▶ **Required action**
Each record below needs to be copied out exactly as it stands.

▶

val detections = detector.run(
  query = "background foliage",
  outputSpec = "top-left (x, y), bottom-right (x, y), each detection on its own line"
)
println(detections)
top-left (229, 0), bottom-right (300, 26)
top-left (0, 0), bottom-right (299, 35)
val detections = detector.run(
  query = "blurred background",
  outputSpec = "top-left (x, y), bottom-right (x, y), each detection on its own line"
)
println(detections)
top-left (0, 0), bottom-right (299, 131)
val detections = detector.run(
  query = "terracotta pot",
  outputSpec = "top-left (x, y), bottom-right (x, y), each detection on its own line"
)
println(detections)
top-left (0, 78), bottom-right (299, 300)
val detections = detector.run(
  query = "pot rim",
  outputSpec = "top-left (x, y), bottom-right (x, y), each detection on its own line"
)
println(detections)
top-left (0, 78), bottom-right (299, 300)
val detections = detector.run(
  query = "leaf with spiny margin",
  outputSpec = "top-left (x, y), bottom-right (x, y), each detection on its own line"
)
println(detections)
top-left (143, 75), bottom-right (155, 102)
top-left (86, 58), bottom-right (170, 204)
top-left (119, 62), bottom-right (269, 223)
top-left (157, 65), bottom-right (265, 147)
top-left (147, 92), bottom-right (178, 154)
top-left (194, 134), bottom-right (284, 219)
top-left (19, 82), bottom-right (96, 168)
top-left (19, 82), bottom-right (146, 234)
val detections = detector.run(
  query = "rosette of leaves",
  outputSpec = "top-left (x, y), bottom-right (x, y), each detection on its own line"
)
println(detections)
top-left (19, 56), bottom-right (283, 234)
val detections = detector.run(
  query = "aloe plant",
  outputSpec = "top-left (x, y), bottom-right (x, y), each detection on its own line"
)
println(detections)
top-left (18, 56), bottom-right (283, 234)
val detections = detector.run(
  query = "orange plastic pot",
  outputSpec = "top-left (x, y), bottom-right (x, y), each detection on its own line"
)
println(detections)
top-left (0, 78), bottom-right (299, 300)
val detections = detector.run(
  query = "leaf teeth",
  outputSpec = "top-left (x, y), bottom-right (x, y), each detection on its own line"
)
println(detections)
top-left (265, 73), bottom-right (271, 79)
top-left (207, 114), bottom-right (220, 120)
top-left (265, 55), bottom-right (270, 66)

◀

▶ **Task solution**
val detections = detector.run(
  query = "background foliage",
  outputSpec = "top-left (x, y), bottom-right (x, y), each detection on its own line"
)
println(detections)
top-left (229, 0), bottom-right (300, 26)
top-left (0, 0), bottom-right (299, 35)
val detections = detector.run(
  query = "blurred background",
  outputSpec = "top-left (x, y), bottom-right (x, y), each detection on its own line"
)
println(detections)
top-left (0, 0), bottom-right (299, 131)
val detections = detector.run(
  query = "terracotta pot",
  outputSpec = "top-left (x, y), bottom-right (x, y), each detection on its own line"
)
println(detections)
top-left (0, 78), bottom-right (299, 300)
val detections = detector.run(
  query = "pot rim",
  outputSpec = "top-left (x, y), bottom-right (x, y), each detection on its own line"
)
println(detections)
top-left (0, 78), bottom-right (299, 300)
val detections = detector.run(
  query = "leaf with spiny margin",
  outputSpec = "top-left (x, y), bottom-right (x, y), each detection on its own line"
)
println(detections)
top-left (143, 75), bottom-right (155, 102)
top-left (86, 58), bottom-right (170, 204)
top-left (119, 62), bottom-right (269, 223)
top-left (157, 65), bottom-right (265, 147)
top-left (147, 92), bottom-right (178, 154)
top-left (194, 134), bottom-right (284, 219)
top-left (19, 82), bottom-right (96, 168)
top-left (19, 82), bottom-right (146, 234)
val detections = detector.run(
  query = "rosette of leaves",
  outputSpec = "top-left (x, y), bottom-right (x, y), each detection on its own line"
)
println(detections)
top-left (19, 56), bottom-right (283, 234)
val detections = detector.run(
  query = "aloe plant",
  outputSpec = "top-left (x, y), bottom-right (x, y), each detection on its own line"
)
println(detections)
top-left (18, 56), bottom-right (283, 234)
val detections = detector.run(
  query = "orange plastic pot",
  outputSpec = "top-left (x, y), bottom-right (x, y), each detection on its own line"
)
println(detections)
top-left (0, 78), bottom-right (299, 300)
val detections = detector.run(
  query = "leaf teeth",
  outputSpec = "top-left (x, y), bottom-right (x, y), each detection on its own line"
)
println(detections)
top-left (265, 73), bottom-right (271, 79)
top-left (207, 114), bottom-right (220, 120)
top-left (265, 55), bottom-right (270, 66)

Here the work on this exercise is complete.